WHAT THE TASK REQUIRES ▸ Find every line below with the word "positive" in it, and copy each one.

[Saved entries]
——
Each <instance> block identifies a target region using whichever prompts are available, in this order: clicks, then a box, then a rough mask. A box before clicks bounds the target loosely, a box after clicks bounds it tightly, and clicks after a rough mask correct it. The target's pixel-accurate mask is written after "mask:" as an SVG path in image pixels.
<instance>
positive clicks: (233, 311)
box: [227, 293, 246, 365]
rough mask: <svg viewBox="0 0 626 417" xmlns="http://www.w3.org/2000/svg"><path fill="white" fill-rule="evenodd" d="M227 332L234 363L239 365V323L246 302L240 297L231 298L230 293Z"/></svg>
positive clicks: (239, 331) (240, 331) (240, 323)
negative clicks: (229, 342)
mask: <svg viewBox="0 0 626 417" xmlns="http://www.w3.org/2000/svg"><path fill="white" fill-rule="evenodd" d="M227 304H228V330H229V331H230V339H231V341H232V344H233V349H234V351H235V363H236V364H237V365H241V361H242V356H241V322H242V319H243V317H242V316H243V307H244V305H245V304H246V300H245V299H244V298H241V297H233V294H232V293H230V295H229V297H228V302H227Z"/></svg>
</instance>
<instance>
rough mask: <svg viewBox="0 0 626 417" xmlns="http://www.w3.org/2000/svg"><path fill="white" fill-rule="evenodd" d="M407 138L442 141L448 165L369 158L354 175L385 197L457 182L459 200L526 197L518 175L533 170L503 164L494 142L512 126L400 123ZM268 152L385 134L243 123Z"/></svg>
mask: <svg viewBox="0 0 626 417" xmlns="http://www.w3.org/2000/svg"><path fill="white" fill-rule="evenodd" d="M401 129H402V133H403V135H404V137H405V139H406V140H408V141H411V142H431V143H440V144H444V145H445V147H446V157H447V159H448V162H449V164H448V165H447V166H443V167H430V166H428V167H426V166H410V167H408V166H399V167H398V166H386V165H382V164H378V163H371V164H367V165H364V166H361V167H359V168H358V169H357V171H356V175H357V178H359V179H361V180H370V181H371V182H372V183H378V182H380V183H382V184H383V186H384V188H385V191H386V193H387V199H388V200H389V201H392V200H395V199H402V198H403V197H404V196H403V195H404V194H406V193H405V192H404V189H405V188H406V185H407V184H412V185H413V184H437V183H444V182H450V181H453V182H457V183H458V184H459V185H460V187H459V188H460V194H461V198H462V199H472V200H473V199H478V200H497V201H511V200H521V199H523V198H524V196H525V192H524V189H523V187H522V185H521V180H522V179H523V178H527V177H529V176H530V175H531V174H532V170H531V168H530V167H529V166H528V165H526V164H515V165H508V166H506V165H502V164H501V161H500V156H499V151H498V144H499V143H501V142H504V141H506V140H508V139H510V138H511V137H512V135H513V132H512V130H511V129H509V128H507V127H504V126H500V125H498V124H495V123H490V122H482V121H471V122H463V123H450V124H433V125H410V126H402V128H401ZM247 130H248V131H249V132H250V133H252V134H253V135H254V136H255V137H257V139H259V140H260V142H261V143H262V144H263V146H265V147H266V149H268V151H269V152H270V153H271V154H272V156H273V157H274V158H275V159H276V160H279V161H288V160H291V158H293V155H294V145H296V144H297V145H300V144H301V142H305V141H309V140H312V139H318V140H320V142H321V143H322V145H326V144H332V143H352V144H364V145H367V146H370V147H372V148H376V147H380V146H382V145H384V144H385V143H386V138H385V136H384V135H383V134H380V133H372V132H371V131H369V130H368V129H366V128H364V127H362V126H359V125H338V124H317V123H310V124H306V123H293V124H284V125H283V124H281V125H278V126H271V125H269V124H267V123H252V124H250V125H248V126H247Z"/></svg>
——
TASK SOLUTION ▸
positive clicks: (233, 311)
positive clicks: (239, 331) (240, 331) (240, 323)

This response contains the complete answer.